Tasks to perform ▸
- a) In the text on director remuneration, when are overdrawn loan account balances usually cleared?
- b) Put this sentence from the text on director remuneration into Spanish: "Loans or advances from a company can take a variety of forms."
- c) Write out the part of the text on director remuneration that opens with the words "Our briefing below" and closes with "the link below.", switching "briefing" to "guide" throughout.

Remuneration for Directors - why traditional routes may need a rethink for 2021

With the Covid-19 impact on the economy, many previously thriving companies may find it difficult to use traditional patterns of remuneration this year. As a result, the loan account may remain outstanding.

Our briefing below considers how the position can best be dealt with, and looks at the tax consequences of the options involved.

If you have any concerns that your usual mix of remuneration might be impacted by the current performance of your owner-managed business, please do talk to us now to help plan the best strategy for your circumstances.

Excerpts from our briefing - for full details please click on the link below.

Loans or advances from a company can take a variety of forms. Sometimes director-shareholders borrow a specific amount outright as a short-term loan. More often it’s the informal transactions between a director-shareholder and the company, such as cash withdrawals to meet personal expenditure, or personal expenses directly paid by the company, that create borrowing. Where, overall, a director has borrowed more from the company than they have lent to it, the director’s loan account is said to be ‘overdrawn’. Such balances are usually cleared a few months after the year end when profits have been determined, by voting a dividend or paying a bonus.

Recorded data ▸

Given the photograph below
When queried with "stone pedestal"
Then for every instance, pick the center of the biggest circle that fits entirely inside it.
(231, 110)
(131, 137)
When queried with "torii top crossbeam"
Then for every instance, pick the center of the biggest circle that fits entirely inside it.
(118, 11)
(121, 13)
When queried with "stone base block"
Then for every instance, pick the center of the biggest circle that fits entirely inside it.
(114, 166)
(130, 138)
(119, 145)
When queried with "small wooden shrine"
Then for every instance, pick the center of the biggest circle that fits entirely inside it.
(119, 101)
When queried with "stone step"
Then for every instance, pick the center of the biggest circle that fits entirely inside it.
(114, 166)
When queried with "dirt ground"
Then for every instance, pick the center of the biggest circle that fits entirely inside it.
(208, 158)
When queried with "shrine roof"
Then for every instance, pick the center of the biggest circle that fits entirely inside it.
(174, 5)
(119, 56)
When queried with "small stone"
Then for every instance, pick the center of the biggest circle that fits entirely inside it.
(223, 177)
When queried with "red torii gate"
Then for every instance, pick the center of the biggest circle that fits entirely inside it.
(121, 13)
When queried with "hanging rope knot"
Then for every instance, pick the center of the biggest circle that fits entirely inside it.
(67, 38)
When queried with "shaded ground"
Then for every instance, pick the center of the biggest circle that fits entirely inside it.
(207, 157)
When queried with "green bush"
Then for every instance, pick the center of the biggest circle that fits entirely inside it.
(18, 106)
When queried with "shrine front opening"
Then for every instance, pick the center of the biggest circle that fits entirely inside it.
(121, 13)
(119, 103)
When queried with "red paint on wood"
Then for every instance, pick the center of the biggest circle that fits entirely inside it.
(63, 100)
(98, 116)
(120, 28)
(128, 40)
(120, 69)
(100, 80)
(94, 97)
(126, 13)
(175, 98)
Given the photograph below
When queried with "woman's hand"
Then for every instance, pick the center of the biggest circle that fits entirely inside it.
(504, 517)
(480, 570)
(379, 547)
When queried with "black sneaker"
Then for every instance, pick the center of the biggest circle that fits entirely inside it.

Answers to the tasks ▸
- a) A few months after the year end, when profits have been determined, by voting a dividend or paying a bonus.

- b) Los préstamos o anticipos de una empresa pueden adoptar diversas formas.

- c)
Our guide below considers how the position can best be dealt with, and looks at the tax consequences of the options involved.

If you have any concerns that your usual mix of remuneration might be impacted by the current performance of your owner-managed business, please do talk to us now to help plan the best strategy for your circumstances.

Excerpts from our guide - for full details please click on the link below.